_TEXT TO READ_
((

Mixed feelings...
If you think that this is one of my "parparazzi" blogs, I strongly urge you to stop reading now. If you still continue reading, I hope you are in your best of moods...else it will be dragging you to a very deep dark hole.
Recently, I think I have grown moody these few days, maybe because I am reaching my own 24th birthday...In the recent years' birthdays, I started to look back what I have done for the past wonderful moments in my life and my plans for the future. This year, with no exception, I started to think back...recalled the 酸甜苦辣 that I went through. Best moments will be that I passed my driving at one shot and getting to know the colleagues in my company. They are real good to me and I love their company...Sad moments, I think all should know lar hor...so no need to elaborate liaoz...All this was the past...Next, the future...haha...always when I reached this stage, I will start to cry. I am nt a cry baby but thinking abt the future scares me now. I used to do long term planning for myself...My close friends will know that I have set my goal as a software engineer and yes, I have reached my goal now...but what lies ahead for me in the future???

))

_PROBLEMS TO SOLVE_
A - Decide whether each statement below agrees with the blog post, answering yes or no and quoting the deciding words from the post. (i) The writer passed the driving test on the first try. (ii) The writer has not yet reached the goal of becoming a software engineer. (iii) The writer is approaching a 25th birthday.
B - Reproduce the part of the blog post starting with "Mixed feelings..." and going on through "deep dark hole.".

Source records
((

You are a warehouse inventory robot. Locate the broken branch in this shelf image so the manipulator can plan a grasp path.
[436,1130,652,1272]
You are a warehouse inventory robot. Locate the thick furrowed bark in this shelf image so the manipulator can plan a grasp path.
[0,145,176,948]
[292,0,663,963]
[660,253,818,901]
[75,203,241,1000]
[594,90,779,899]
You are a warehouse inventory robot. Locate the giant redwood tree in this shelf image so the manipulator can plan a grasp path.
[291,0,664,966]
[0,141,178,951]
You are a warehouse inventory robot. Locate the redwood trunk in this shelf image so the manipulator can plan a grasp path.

))
((

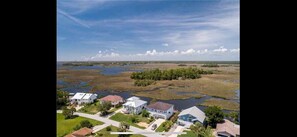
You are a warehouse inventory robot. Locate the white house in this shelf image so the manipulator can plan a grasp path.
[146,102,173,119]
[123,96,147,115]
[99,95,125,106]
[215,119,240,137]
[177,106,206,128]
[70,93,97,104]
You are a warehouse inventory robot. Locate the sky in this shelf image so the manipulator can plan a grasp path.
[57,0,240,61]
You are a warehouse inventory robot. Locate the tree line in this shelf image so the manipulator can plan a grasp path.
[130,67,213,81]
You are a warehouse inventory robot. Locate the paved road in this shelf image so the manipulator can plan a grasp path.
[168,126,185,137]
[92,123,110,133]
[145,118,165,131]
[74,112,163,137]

))

_FULL SOLUTIONS_
A -
(i) Yes: "I passed my driving at one shot"
(ii) No: "I have set my goal as a software engineer and yes, I have reached my goal now"
(iii) No: "I am reaching my own 24th birthday"

B -
Mixed feelings...
If you think that this is one of my "parparazzi" blogs, I strongly urge you to stop reading now. If you still continue reading, I hope you are in your best of moods...else it will be dragging you to a very deep dark hole.